▸ DATA FOR PROCESSING
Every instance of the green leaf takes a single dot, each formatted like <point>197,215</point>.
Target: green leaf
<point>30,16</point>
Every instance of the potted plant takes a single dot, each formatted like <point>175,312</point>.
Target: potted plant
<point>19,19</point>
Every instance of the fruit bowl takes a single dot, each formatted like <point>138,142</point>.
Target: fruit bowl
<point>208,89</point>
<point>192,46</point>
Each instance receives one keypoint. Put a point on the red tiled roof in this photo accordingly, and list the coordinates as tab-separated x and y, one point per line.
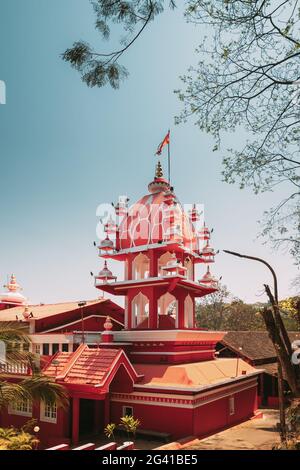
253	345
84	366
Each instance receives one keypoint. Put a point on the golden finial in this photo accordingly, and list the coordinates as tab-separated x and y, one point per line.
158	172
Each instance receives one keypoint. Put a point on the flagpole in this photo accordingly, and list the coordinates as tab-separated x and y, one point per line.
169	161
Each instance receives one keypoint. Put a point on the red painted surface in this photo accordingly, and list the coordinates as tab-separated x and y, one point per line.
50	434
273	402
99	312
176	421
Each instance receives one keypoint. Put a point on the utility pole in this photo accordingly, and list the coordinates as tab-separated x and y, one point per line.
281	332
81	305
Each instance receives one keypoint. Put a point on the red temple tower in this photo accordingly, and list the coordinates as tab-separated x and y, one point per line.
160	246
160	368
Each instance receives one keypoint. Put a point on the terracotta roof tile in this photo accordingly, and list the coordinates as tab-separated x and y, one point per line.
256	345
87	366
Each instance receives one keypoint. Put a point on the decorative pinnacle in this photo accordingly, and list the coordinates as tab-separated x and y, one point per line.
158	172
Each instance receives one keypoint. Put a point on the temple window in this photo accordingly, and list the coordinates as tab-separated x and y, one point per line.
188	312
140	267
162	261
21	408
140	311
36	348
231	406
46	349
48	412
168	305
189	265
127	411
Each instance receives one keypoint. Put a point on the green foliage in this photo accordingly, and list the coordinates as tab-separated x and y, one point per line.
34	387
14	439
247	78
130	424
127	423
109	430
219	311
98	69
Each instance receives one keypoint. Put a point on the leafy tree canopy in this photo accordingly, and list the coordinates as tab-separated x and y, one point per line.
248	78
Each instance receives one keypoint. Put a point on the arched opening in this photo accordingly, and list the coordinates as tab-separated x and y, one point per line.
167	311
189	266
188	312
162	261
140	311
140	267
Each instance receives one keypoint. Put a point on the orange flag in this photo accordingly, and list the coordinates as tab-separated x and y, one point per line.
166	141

---

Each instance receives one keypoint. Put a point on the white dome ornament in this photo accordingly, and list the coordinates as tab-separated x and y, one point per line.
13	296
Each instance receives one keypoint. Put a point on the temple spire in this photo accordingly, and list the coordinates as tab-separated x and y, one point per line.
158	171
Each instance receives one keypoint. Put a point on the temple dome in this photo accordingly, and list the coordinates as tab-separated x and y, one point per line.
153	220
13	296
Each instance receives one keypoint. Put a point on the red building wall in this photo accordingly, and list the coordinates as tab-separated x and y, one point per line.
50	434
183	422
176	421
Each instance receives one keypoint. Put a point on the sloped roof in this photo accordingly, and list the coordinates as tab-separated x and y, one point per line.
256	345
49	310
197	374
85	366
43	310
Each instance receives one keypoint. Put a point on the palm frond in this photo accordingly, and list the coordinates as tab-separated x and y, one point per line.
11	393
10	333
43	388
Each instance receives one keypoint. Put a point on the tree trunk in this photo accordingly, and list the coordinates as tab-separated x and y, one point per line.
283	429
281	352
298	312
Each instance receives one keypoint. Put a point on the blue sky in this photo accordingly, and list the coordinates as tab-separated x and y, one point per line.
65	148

▸ STATED EXERCISE
Rewrite the lines of the records above as a numbered list, starting with the line containing "Every instance of the fruit" and going through the line containing "<point>192,46</point>", with both of those lines included and any blank lines left out.

▸ RESULT OF THIS TASK
1. Every instance of the fruit bowl takes a single dot, each formatted like <point>138,142</point>.
2. Target: fruit bowl
3. <point>208,89</point>
4. <point>192,46</point>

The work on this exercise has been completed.